Zobacz również: Tak pracuje kamera GoPro HD
Syn znanego psychopaty
Szaleńcom z NetherRealm Studios udało się dokonać czegoś, co — jak sądziłem — w 2011 roku jest niemożliwe. Stworzyli grę, której brutalność osiągnęła nowy, jeszcze bardziej nienormalny poziom. Po duszeniu ludzi w Manhuncie, wyrywaniu oczu w God of War 3, odstrzeliwaniu kończyn w Soldier of Fortune 2 i krojeniu wszystkiego, co się rusza, na części w Dead Space myślałem, że nic nie jest już w stanie mnie zaskoczyć. A tu nagle pojawia się dziewiąty Mortal Kombat, który przypomina, jakim szokiem kulturowym była część pierwsza.
Tak właśnie wykańcza się przeciwników
Aż dziwne, że amerykańskie matki nie palą jeszcze kopii tej gry na stosach, skandując pieśni nienawiści. Nowy Mortal jest synem pewnego psychopaty, który kiedyś grasował po świecie i mordował zdrowie psychiczne milionów nastolatków. Ta latorośl zniszczenia wkracza w świat inny niż dawniej, bardziej przyzwyczajony do jej morderczego szału, ale robi to, wyważając kopniakiem drzwi dobrego smaku i strzelając z liścia ograniczeniom moralnym.
W nowym ciele nowy duch
Na szczęście nowa masakra to nie tylko dodatkowe kilka tysięcy litrów wirtualnej posoki i tekstury ukazujące oderwane mięśnie. To też ślizg na kałuży krwi w stronę nowej ery gier wideo. Mortal Kombat nie tylko szokuje, ale i raduje. Na długo. Jak na tytuł, w którym chodzi głównie o to, by wyrwać komuś tchawicę i wcisnąć mu ją w odbyt, jest tu wyjątkowo rozbudowany tryb fabularny. Pełen cut-scenek na silniku gry, kretyńskich dialogów napisanych na klozecie i postaci tak jednowymiarowych, że prawie niewidocznych. Ale jednak to wszystko jest! I to doprawione do smaku cyckami.

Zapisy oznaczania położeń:
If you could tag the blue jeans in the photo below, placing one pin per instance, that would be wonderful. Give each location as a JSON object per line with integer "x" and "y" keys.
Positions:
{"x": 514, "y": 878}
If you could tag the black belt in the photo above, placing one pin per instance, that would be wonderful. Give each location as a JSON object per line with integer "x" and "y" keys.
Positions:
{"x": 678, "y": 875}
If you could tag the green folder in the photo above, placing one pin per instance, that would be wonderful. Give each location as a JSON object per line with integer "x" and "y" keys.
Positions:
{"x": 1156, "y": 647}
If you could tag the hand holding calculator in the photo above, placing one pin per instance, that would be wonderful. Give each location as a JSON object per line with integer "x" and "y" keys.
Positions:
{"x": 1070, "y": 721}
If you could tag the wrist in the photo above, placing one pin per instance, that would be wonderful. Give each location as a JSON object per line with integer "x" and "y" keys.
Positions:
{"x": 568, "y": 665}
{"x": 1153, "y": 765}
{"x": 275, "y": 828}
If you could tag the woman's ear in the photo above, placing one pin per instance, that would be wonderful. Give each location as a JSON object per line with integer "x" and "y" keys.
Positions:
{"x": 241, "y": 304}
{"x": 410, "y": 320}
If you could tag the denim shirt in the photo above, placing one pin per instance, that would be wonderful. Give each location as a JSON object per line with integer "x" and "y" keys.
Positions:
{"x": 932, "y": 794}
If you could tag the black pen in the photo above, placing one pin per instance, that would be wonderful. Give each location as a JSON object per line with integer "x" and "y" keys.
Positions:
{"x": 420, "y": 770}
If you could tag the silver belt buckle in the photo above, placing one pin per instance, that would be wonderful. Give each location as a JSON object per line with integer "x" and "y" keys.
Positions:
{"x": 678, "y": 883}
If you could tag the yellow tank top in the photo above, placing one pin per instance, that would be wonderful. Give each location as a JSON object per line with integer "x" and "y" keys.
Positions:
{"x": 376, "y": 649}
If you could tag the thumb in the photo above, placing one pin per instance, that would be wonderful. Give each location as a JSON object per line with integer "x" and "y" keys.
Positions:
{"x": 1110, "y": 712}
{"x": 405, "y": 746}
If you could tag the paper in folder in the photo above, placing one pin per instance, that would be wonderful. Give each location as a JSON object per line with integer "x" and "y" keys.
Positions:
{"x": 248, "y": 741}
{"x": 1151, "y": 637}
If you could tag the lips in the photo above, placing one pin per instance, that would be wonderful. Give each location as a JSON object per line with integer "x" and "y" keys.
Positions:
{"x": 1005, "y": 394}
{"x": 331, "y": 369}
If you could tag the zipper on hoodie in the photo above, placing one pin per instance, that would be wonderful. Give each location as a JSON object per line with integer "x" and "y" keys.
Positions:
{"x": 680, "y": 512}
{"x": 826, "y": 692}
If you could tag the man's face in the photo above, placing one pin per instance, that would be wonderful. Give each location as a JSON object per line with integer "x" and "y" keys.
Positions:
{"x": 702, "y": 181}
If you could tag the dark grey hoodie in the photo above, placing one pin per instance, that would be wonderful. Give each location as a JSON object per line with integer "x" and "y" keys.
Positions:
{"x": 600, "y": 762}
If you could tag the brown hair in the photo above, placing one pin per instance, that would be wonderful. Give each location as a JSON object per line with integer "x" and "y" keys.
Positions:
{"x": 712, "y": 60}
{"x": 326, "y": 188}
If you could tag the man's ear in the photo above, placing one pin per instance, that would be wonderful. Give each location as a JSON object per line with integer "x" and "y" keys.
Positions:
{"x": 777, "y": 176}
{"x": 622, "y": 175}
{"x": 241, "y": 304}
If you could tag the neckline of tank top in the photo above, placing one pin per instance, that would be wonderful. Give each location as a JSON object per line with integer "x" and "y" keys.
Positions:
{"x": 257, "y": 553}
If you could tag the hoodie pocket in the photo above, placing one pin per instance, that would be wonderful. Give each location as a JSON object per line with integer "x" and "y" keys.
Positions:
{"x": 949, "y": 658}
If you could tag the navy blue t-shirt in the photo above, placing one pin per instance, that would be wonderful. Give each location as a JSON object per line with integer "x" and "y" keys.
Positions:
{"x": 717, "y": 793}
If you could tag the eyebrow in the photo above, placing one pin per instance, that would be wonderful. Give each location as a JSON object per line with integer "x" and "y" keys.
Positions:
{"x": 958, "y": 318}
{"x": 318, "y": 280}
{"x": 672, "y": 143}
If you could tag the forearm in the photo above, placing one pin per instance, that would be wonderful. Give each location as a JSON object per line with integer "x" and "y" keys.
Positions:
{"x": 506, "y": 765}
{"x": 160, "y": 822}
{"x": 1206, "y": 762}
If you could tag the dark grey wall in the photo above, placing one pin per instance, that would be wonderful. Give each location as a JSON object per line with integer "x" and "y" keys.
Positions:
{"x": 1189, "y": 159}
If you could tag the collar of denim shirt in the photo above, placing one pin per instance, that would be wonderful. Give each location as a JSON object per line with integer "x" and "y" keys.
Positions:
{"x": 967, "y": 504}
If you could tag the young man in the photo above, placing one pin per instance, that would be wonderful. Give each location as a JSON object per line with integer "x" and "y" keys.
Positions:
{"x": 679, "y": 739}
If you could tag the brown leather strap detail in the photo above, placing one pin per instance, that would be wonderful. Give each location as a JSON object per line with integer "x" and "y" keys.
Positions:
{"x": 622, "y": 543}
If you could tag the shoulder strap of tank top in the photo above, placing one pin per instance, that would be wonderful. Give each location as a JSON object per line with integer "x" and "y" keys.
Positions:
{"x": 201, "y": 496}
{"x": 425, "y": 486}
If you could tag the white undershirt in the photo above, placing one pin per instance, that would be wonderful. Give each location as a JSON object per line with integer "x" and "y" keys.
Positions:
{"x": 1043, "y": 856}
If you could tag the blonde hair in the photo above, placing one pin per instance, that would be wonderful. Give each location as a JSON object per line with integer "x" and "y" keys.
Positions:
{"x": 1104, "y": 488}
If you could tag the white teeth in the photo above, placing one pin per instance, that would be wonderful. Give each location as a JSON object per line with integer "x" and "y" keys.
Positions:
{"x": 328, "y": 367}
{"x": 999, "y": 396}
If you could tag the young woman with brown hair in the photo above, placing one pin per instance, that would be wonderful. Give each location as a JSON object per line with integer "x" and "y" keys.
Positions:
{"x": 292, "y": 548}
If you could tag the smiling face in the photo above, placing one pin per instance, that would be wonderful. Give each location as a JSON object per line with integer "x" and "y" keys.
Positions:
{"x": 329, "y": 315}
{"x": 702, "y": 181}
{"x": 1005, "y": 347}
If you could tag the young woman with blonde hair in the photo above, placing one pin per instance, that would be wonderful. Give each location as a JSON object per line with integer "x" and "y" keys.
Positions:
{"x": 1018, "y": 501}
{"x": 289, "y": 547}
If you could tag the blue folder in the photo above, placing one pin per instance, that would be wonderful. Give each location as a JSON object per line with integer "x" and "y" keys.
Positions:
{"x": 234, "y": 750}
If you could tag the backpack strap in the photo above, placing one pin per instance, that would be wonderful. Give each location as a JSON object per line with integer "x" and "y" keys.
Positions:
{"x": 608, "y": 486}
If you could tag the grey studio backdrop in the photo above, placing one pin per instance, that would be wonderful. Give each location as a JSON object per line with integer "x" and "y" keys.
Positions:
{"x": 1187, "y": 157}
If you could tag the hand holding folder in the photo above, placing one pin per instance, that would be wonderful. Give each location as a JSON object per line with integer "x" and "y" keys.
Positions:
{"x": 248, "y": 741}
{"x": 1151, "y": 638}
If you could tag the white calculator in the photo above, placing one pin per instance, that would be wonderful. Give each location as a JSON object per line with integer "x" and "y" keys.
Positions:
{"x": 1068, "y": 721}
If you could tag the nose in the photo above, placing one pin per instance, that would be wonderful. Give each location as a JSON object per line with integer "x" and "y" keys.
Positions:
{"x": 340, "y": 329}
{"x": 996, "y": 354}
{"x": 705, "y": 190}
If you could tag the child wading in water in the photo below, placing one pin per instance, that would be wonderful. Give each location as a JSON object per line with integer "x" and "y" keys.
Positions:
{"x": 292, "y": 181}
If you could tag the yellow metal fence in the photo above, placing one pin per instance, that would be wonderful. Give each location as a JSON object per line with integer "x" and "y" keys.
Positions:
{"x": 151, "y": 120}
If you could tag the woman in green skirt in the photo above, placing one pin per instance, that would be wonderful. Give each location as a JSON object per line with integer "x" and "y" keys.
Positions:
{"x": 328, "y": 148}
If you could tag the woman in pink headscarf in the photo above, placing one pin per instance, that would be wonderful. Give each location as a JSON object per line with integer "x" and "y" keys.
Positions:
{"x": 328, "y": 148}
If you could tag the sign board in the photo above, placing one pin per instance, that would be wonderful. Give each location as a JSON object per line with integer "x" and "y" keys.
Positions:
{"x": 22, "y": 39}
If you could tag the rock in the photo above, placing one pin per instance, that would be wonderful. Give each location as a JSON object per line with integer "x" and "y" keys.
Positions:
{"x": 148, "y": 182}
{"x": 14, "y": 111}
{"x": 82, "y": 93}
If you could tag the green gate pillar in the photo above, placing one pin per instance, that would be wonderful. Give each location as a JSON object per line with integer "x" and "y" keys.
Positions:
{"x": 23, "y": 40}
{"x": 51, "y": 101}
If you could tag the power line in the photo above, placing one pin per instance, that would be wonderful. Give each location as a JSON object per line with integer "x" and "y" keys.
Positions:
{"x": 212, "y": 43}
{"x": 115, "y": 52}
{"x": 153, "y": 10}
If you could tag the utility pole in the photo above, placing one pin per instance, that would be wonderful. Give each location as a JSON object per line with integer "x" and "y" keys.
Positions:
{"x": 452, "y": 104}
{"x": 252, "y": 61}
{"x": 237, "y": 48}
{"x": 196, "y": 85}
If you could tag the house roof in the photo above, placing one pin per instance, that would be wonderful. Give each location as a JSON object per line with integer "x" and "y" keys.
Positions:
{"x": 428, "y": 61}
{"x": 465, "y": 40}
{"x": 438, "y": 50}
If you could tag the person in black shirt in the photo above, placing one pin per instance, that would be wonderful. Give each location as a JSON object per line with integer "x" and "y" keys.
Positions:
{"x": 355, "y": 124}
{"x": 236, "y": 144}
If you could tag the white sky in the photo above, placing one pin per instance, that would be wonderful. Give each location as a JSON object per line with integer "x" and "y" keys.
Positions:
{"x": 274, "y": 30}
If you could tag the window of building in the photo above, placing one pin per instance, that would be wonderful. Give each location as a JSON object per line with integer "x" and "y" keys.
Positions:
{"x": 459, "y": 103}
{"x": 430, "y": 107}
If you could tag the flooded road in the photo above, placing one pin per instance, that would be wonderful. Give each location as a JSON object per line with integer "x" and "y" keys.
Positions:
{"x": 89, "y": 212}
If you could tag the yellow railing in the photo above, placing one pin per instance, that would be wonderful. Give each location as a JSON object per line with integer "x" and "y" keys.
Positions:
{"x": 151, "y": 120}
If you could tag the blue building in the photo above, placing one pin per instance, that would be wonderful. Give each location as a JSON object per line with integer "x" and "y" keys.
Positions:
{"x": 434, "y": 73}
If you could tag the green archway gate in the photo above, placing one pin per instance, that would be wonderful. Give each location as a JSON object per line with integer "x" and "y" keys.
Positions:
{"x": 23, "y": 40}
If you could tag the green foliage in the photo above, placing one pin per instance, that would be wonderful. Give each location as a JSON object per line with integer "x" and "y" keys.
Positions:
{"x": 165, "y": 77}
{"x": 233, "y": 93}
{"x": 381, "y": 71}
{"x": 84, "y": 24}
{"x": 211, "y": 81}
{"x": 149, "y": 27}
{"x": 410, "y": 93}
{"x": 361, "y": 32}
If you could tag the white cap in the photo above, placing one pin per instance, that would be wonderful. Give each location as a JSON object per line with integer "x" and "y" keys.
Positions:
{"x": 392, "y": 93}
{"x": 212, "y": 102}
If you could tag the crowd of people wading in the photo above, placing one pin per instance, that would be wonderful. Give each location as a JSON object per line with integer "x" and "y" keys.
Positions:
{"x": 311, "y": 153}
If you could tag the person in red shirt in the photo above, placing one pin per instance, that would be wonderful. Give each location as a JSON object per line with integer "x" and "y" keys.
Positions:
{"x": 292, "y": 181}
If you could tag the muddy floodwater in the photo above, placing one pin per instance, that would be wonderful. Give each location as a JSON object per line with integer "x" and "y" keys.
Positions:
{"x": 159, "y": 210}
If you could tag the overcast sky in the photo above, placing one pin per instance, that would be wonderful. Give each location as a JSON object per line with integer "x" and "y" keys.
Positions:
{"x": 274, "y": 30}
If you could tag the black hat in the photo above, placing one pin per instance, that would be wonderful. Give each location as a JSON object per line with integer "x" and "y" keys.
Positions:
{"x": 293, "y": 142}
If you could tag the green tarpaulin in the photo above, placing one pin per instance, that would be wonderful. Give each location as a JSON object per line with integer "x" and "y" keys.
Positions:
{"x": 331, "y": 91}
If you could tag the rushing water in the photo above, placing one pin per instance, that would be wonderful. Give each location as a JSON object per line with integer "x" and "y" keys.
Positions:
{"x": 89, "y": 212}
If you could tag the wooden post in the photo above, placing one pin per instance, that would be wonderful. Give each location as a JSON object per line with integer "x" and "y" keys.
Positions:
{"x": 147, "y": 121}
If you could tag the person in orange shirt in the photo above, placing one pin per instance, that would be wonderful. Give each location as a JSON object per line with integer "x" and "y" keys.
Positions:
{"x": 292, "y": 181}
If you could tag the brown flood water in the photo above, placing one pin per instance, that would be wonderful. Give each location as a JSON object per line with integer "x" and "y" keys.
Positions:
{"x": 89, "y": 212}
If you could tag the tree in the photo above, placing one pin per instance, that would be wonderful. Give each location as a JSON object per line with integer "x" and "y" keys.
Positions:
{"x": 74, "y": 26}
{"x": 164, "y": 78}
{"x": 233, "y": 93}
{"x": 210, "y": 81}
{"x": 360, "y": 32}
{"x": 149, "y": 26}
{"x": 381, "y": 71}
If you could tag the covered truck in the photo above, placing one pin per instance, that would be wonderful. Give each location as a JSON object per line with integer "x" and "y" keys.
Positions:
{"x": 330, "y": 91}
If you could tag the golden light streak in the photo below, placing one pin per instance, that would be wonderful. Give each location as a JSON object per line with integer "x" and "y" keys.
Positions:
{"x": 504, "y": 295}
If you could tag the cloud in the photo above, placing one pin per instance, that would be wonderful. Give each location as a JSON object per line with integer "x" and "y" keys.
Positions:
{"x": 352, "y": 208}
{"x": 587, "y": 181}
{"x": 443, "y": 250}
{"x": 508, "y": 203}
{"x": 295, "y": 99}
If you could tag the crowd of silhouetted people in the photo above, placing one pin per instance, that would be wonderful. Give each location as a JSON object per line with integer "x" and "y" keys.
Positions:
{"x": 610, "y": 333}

• _KRÓTKIE ZADANIE 1_: Przepisz listing od wiersza zawierającego „If you could tag the crowd of silhouetted” aż do końca listingu, z obydwoma krańcami włącznie, przesuwając każdą współrzędną x i y w odpowiedziach o -118.
• _KRÓTKIE ZADANIE 2_: Poprowadź dalej tekst o grze Mortal Kombat, zaczynając tuż po jego ostatnim zdaniu.
Tekst o grze Mortal Kombat i listing pochodzą z niezależnych źródeł.

• _ODPOWIEDŹ DO ZADANIA 1_:
If you could tag the crowd of silhouetted people in the photo above, placing one pin per instance, that would be wonderful. Give each location as a JSON object per line with integer "x" and "y" keys.
Positions:
{"x": 492, "y": 215}

• _ODPOWIEDŹ DO ZADANIA 2_:
A przecież mogłoby tego wszystkiego nie być, bo to "tylko" naparzanka. Gdy do trybu fabularnego dodamy minigierki wykraczające daleko poza sztampę typowej bijatyki, zbieranie funduszy potrzebnych do otwierania concept artów, muzyki i innych dodatków, multiplayer zarówno na jednym ekranie, jak i przez net, a nawet różne tryby walki sieciowej włącznie z King of The Hill, w którym nasi znajomi z sieci mogą oglądać i komentować walkę, okazuje się, że prosta formuła rozgrywki wcale nie wyklucza możliwości zabawy przez wiele godzin.
Egzamin na masarza
Klimat i stylistyka gry nawiązują do dawnych lat. Koniec z niepotrzebnym 3D, koniec z idiotycznymi pomysłami łączenia ze światem DC. Wraca się na arenę, by po raz kolejny skopać tyłki wszystkiemu i wszystkim. Gameplay jest tak oldskulowy, że wygląda tak, jakby gra kiblowała kilka lat i dopiero teraz szykowała się do matury. A przecież to seria, która ma na karku prawie 20 lat, dwie ekranizacje, seriale i niezliczone ilości gier na wszelkie możliwe platformy. Mimo to włączając nowego Mortala, mam wrażenie, że cofnąłem się w czasie i znowu siedzę przed klawiaturą komputera tatusia, ściemniając rodzicom, że ta cała czerwień na ekranie to wina źle podłączonego kabla od monitora.
Mortal Kombat: Legacy – 2. odcinek
Nowy Mortal jest hołdem dla wspomnień pokolenia nerdów. I żeby było jasne: to nie jest bijatyka, to gra szkoleniowa przygotowująca do pracy w rzeźni. Po jej przejściu można wpisać w CV umiejętność przyrządzania mięsa na tysiąc i jeden sposobów.
Do nauki, droga młodzieży!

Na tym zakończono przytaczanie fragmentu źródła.